_ÉNONCÉ A_.
D'après l'extrait de page, quels pays Gilbert Bawara cite-t-il comme précédents de gouvernements démissionnaires chargés des affaires courantes ?
_ÉNONCÉ B_.
Reproduisez le passage de l'extrait de page qui va de « Mais le parallèle » jusqu'à « Président du Conseil. » inclus.

_EXTRAIT DE PAGE_.
------------

Interrogé à ce sujet par le confrère “Le Point Afrique“, le ministre de la Fonction publique, Gilbert Bawara, tente de rassurer : « Les ministres restent en fonction et gèrent valablement les affaires dites courantes ».
Il évoque des précédents internationaux : « Ce n’est pas une situation inédite ni extraordinaire. En France ou en Belgique, des gouvernements démissionnaires ont parfois expédié les affaires courantes pendant plusieurs mois ».
Mais le parallèle peine à convaincre. Au Togo, une nouvelle architecture institutionnelle a été instaurée sans véritable pédagogie ni explication. Le régime parlementaire annoncé semble plus théorique que réel, tant le flou demeure sur la répartition des pouvoirs et le rôle concret du Président du Conseil.
« Le Président du Conseil n’a pas besoin d’un affichage médiatique intempestif pour donner les orientations et prendre les décisions nécessaires à la bonne marche du pays. Et il le fait quotidiennement », affirme Gilbert Bawara, en réponse à ceux qui s’inquiètent de l’absence publique de Faure Gnassingbé.
Sur le terrain, pourtant, le fossé se creuse. Les prix flambent, le silence des autorités irrite, et la population s’impatiente. « Je peux comprendre cette attente. Mais il faut éviter que les actions des plus hautes autorités soient dictées par l’émotion ou les événements quotidiens », relativise encore le ministre.
« Il faut éviter la personnalisation du pouvoir et ne pas faire de fixation sur Faure Gnassingbé », plaide-t-il, défendant le principe d’une gouvernance collective prévu par la nouvelle Constitution.
Mais en l’absence de communication claire et d’un gouvernement officiellement en place, le Togo semble naviguer à vue, dans une mer de doutes et de frustrations.

------------

_SEGMENT DE DONNÉES_.
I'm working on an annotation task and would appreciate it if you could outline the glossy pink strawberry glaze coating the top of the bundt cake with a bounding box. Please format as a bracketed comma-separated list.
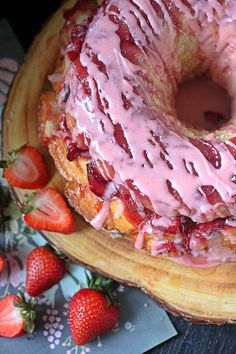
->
[58, 0, 236, 264]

------------

_RÉSULTAT A_.
La France et la Belgique.

_RÉSULTAT B_.
Mais le parallèle peine à convaincre. Au Togo, une nouvelle architecture institutionnelle a été instaurée sans véritable pédagogie ni explication. Le régime parlementaire annoncé semble plus théorique que réel, tant le flou demeure sur la répartition des pouvoirs et le rôle concret du Président du Conseil.